Please scale the part of the material that opens with the line containing "of the grass" and runs through the end of the material. Write all of those lines out again, multiplying each point coordinate in the answers by 1.5 and rounding to whole numbers with halves going up, and leave every other number unchanged.

=== Input ===

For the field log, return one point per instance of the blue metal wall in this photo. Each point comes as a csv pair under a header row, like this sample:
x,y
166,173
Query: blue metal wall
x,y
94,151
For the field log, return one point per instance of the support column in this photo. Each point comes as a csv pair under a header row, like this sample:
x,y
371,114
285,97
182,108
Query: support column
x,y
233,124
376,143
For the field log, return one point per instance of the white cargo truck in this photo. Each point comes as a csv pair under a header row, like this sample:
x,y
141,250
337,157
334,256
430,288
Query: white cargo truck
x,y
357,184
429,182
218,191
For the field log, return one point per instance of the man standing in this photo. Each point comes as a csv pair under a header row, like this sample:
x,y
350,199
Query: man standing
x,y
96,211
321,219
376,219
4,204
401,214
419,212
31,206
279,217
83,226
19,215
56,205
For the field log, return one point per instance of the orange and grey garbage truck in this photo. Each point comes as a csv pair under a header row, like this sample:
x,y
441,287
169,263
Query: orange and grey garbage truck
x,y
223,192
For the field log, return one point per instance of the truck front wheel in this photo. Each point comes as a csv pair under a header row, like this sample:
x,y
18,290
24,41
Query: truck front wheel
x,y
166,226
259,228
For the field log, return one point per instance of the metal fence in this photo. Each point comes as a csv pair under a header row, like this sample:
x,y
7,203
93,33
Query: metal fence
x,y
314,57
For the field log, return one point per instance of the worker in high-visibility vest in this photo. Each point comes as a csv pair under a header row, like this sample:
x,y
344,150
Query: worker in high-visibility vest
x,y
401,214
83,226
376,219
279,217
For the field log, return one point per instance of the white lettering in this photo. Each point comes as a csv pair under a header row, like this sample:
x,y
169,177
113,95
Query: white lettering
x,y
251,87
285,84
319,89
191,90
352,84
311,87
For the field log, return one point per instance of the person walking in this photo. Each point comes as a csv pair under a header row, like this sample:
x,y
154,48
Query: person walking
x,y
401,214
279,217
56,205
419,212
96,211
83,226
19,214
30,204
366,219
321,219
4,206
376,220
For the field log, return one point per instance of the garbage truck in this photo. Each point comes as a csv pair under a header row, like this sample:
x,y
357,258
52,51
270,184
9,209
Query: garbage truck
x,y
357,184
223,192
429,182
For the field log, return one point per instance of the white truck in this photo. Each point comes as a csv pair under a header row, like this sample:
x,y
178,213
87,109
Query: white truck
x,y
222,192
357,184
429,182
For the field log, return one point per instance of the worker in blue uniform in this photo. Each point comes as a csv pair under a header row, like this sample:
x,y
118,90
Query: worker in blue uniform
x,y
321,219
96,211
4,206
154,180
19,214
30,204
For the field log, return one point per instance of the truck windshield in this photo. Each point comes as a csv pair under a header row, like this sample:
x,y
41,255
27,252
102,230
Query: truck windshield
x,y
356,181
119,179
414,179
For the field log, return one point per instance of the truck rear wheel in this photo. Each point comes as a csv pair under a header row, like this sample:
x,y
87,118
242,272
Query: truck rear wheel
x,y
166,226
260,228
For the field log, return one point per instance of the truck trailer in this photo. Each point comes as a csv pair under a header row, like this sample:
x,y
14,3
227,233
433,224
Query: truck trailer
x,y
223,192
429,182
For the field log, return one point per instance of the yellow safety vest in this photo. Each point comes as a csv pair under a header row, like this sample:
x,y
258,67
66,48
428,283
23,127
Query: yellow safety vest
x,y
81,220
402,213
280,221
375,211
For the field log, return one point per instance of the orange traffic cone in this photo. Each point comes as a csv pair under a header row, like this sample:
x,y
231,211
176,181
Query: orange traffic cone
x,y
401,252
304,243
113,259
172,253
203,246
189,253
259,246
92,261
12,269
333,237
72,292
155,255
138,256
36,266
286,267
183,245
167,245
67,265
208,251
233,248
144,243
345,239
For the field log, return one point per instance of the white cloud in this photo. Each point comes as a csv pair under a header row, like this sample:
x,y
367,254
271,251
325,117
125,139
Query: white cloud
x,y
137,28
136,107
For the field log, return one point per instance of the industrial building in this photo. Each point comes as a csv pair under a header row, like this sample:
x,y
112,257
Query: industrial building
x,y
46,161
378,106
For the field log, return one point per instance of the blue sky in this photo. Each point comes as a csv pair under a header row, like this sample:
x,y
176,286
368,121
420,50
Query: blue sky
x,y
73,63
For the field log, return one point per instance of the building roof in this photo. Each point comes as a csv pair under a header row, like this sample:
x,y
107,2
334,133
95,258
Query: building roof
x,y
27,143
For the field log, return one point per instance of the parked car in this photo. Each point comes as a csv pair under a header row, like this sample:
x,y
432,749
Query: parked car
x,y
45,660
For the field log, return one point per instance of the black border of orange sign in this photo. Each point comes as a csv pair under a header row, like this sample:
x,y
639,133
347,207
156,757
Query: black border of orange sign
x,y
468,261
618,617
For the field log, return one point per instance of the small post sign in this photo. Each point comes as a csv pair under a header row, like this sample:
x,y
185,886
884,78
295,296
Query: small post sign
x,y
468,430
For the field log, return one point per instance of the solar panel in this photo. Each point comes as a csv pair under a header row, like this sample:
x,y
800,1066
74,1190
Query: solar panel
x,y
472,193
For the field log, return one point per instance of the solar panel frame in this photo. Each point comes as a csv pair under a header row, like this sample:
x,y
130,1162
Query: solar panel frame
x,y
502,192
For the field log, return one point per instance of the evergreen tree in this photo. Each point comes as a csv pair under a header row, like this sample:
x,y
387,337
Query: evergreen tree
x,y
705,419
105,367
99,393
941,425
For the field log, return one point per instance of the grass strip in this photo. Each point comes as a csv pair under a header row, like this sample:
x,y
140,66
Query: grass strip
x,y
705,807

===

▸ Full solution:
For the field log, return one point per instance of the grass strip in this photo. Each point comes as a csv pair under a header row, like this sample:
x,y
140,66
Query: grass strip
x,y
1058,1211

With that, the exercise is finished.